* Requirement 1 *
Quote the report on ASLE at PAMLA 2015, everything from "PAMLA’s 113th conference" down to "field’s vibrant reach.".

* Reading passage *
——

ASLE at PAMLA 2015

By Ted Geier, ASLE/PAMLA Liaison, Rice University

ASLE has established an important presence at the Pacific Ancient and Modern Language Association (PAMLA) thanks to the work of my predecessor as ASLE-PAMLA Liaison, Kevin Hutchings, who established the “conference-within-a-conference” that stalwart PAMLA Director Craig Svonkin calls these sessions. Craig is no doubt also responding to the incredible surge in environmental topics across the conference in recent years. I counted no less than 20 other sessions that the average ASLE member might well attend, such as the excellent tradition Ilaria Tabusso Marcyan has founded in Italian ecocritical sessions at PAMLA, not to mention the myriad of papers on many less explicitly ecocritical panels. With other PAMLA Standing Sessions in intersecting fields such as space, food, and  science fiction studies, ASLE members might want to consider participating in the November 2016 PAMLA in Pasadena. Stay tuned for our ASLE-PAMLA CFP, as well.

PAMLA’s 113th conference was held in downtown Portland, Oregon from November 6th through 8th, in the Hilton Portland & Executive Tower and Portland Marriott City Center and featuring breathtaking views of the city, Mt. Hood, and more. Lovely downtown Portland was bustling with the hundreds of conference participants from morning ‘til night, and I was honored to take all the space Craig and conference organizers could spare this year in presiding over three outstanding, very well attended ASLE sessions on topics in Ecocriticism and Animal Studies. Once again, our panel members represented an excellent diversity of career stages, institutional affiliations, independent scholarship, and research topics. These speakers are doing some of the most relevant and groundbreaking current thinking across the field’s vibrant reach.

I organized panels this year according to some general themes. “Eco I” featured different approaches to place from classical studies, engaged local-urban eco-pedagogies (by a Portland-area professor), language and identity in regional literature of the early twentieth century, and a theoretical interrogation of the ‘ecological uncanny’. Eco II delved further into some of the subtle troublings of global ecologies and experience in much recent ecocriticism while working across literature, media studies, waste and oceans, political and military influences on environment and identity, and even geology. This session also raised key questions about gender, species being, and colonial violences. Finally, I dedicated Eco III to Animal Studies, including recent theories of human-animal relations, animality, and biopolitics, and addressing novels, poetry, and film. All of our panelists worked from impressive critical sensibilities, and together represented a strong sense of the history—and present and future—of Ecocriticism.

——

* Requirement 2 *
Find every line in the rows below that contains the string "submerged", matching case exactly.

——

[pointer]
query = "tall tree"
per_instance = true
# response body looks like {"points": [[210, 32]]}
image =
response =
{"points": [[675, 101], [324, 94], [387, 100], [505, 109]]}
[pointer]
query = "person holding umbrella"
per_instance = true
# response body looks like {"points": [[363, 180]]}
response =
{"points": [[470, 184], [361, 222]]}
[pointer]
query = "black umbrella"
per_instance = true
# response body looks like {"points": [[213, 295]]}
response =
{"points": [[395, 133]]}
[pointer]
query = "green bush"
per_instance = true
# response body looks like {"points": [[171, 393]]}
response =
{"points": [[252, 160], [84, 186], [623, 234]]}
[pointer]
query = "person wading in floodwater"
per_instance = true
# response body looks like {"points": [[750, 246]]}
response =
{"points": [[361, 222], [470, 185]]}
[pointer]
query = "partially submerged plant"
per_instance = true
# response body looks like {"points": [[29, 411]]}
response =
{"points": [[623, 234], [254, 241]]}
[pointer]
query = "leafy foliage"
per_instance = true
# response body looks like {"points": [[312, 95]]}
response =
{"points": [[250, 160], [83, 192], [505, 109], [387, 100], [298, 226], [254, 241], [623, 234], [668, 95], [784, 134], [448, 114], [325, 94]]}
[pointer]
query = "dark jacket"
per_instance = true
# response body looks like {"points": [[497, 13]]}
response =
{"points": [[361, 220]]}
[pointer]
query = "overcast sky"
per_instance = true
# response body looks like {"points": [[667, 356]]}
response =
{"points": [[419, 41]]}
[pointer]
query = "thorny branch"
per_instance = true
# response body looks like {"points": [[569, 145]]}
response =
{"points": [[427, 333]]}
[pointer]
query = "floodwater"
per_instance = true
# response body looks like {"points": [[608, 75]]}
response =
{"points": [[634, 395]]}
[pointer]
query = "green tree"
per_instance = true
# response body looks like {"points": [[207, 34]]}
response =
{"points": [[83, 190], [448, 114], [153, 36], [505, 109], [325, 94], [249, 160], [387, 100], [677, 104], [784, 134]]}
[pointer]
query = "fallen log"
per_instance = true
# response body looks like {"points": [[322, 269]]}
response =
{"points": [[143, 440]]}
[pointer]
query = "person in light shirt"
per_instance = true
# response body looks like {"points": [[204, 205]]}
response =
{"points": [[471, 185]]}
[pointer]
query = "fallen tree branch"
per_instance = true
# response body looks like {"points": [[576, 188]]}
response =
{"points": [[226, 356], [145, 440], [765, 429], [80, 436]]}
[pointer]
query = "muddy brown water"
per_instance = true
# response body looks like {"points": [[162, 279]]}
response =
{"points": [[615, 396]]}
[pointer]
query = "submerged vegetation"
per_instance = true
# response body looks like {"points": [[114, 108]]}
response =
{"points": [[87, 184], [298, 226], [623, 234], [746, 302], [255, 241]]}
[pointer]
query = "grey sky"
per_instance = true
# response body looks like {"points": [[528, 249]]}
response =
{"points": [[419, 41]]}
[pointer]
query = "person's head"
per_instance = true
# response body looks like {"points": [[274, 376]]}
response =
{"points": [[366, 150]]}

——

* Exercise answer 1 *
PAMLA’s 113th conference was held in downtown Portland, Oregon from November 6th through 8th, in the Hilton Portland & Executive Tower and Portland Marriott City Center and featuring breathtaking views of the city, Mt. Hood, and more. Lovely downtown Portland was bustling with the hundreds of conference participants from morning ‘til night, and I was honored to take all the space Craig and conference organizers could spare this year in presiding over three outstanding, very well attended ASLE sessions on topics in Ecocriticism and Animal Studies. Once again, our panel members represented an excellent diversity of career stages, institutional affiliations, independent scholarship, and research topics. These speakers are doing some of the most relevant and groundbreaking current thinking across the field’s vibrant reach.

* Exercise answer 2 *
query = "partially submerged plant"
query = "submerged vegetation"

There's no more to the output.